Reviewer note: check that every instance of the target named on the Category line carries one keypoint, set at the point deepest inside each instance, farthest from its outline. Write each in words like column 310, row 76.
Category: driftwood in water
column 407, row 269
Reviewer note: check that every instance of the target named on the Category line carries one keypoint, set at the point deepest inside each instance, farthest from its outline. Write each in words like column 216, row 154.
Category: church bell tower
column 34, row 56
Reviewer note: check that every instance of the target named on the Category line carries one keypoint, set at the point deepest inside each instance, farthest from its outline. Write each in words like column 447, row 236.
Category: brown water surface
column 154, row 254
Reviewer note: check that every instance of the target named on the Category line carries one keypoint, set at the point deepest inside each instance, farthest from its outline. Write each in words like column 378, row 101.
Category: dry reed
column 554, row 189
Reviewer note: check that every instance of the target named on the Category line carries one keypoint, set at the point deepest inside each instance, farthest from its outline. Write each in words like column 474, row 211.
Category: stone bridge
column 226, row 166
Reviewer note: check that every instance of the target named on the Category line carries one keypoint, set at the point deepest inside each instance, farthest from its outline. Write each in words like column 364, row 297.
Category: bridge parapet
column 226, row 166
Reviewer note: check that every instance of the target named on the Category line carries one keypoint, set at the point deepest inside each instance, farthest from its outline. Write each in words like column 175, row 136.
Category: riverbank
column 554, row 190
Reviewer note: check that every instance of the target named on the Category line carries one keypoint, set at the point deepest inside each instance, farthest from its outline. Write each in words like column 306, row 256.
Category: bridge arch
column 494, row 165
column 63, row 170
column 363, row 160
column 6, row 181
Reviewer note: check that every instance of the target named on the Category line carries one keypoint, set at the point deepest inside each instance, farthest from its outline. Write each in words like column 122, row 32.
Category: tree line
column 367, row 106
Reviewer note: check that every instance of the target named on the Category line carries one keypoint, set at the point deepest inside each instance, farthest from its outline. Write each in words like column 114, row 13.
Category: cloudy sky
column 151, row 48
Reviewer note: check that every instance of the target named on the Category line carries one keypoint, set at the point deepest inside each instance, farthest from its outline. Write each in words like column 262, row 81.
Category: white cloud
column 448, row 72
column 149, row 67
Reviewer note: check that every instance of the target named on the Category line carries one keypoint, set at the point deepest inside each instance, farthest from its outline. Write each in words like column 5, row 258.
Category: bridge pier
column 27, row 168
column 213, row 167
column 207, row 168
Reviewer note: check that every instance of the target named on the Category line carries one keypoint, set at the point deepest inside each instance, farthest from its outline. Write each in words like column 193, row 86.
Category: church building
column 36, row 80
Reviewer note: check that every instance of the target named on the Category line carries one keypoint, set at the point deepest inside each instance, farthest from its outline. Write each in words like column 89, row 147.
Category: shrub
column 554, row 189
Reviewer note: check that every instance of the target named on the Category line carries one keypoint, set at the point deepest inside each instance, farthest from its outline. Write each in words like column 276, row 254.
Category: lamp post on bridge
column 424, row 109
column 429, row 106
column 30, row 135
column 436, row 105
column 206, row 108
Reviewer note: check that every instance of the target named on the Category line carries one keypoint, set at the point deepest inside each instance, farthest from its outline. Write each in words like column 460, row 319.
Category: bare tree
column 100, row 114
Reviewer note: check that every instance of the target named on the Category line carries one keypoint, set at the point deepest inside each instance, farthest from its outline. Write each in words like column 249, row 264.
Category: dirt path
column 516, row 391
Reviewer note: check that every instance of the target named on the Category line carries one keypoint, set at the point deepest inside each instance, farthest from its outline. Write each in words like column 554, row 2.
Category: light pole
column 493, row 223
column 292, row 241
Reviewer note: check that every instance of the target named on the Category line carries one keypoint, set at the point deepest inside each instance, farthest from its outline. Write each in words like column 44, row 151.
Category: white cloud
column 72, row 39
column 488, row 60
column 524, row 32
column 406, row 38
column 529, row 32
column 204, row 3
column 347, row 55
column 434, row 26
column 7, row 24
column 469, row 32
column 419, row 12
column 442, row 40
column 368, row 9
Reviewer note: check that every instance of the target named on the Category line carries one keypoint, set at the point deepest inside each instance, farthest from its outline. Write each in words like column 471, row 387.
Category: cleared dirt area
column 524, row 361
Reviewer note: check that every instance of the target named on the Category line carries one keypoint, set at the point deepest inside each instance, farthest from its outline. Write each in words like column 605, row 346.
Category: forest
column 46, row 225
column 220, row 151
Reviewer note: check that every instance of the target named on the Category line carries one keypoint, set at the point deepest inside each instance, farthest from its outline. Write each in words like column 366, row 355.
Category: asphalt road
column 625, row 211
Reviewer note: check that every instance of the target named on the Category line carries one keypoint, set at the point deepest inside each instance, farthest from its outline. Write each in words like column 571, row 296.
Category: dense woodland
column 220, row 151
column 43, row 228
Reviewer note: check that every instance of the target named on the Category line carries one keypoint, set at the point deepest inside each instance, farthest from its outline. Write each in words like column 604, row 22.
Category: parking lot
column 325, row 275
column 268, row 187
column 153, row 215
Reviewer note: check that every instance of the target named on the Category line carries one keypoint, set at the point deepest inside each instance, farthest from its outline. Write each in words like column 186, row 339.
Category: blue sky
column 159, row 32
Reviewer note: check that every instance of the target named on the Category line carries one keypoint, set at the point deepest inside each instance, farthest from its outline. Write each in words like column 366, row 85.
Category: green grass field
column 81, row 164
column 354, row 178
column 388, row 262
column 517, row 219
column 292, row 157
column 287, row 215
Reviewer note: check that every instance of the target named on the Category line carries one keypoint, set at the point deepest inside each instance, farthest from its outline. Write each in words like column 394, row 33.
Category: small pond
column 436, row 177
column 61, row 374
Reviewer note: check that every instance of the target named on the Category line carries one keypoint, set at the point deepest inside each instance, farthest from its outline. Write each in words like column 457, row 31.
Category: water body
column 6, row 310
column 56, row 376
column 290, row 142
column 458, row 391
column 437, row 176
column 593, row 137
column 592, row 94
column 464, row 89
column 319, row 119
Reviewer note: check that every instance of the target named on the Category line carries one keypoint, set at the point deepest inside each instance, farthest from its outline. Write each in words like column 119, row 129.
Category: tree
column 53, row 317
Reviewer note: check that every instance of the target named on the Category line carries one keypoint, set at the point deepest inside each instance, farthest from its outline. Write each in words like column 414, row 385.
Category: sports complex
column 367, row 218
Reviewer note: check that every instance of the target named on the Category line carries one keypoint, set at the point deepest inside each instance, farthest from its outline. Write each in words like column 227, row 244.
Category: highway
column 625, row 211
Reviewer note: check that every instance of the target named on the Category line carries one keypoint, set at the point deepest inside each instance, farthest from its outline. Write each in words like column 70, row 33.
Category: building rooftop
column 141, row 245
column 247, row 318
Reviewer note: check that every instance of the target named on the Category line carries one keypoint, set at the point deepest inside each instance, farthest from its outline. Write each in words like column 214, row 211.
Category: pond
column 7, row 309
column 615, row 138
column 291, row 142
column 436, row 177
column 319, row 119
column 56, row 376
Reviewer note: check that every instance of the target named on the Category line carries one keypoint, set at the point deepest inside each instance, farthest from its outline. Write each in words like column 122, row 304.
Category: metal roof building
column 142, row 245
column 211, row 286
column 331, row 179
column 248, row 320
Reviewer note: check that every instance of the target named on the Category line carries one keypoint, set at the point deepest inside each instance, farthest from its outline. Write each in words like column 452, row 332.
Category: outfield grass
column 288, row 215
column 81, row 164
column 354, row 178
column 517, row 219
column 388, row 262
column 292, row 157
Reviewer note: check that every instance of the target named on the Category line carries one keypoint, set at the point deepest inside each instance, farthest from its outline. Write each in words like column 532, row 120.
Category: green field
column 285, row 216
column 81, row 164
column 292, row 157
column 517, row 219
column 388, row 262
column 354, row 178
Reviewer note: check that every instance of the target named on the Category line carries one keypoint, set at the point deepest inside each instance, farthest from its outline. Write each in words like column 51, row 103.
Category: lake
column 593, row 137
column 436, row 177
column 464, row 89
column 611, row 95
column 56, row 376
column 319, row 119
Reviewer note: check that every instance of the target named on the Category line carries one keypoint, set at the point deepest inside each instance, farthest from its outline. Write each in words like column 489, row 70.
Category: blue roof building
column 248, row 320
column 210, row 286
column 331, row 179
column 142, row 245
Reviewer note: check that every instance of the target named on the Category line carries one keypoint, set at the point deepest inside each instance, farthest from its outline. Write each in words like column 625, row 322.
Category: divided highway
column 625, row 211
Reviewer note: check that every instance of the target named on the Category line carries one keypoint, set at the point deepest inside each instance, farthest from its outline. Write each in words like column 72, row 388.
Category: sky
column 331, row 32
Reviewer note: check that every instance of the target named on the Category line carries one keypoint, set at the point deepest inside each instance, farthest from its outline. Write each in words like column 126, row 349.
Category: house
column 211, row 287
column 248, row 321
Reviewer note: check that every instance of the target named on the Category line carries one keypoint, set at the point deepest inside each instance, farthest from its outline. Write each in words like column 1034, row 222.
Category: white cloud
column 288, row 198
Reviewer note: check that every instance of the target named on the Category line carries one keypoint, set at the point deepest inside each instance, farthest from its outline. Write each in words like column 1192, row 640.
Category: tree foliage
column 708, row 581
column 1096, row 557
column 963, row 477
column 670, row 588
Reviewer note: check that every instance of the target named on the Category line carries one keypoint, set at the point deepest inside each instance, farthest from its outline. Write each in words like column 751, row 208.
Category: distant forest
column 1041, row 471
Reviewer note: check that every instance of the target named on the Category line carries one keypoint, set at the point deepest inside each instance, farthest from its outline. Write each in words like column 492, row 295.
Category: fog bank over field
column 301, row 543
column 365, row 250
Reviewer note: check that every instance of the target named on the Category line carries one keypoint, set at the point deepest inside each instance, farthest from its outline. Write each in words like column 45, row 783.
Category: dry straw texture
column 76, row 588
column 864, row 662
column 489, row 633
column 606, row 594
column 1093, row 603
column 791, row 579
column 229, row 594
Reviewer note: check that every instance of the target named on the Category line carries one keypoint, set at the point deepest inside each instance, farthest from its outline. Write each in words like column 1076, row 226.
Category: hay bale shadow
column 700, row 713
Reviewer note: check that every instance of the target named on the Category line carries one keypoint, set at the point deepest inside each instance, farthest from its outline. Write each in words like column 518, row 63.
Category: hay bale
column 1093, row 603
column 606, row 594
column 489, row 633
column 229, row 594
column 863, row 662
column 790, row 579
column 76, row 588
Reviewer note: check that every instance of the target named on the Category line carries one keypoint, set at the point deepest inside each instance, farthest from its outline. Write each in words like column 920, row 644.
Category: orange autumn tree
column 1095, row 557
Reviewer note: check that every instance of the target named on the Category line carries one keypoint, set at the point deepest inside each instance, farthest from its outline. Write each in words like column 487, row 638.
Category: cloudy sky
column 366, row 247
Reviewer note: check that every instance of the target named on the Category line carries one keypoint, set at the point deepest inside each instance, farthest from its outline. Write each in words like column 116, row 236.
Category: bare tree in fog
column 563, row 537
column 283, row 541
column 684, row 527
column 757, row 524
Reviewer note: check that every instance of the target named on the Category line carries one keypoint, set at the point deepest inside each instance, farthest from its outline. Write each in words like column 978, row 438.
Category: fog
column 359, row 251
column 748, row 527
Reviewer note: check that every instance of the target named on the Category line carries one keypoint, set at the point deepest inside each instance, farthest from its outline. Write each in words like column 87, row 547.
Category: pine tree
- - - - - - -
== Task to complete ==
Reproduce the data word for word, from its first line down through the line that contains "column 154, row 254", including that line.

== Result for this exercise ==
Reviewer note: check that every instance of the target named on the Category line carries one keypoint, set at the point deepest inside each instance, farthest from its outline. Write each in words like column 310, row 76.
Category: driftwood in water
column 407, row 269
Reviewer note: check that every instance of the target named on the Category line carries one keypoint, set at the point deepest inside each instance, farthest from its outline. Write each in words like column 216, row 154.
Category: church bell tower
column 34, row 56
Reviewer note: check that every instance of the target named on the Category line carries one keypoint, set at the point deepest inside each instance, farthest from its outline. Write each in words like column 447, row 236.
Category: brown water surface
column 154, row 254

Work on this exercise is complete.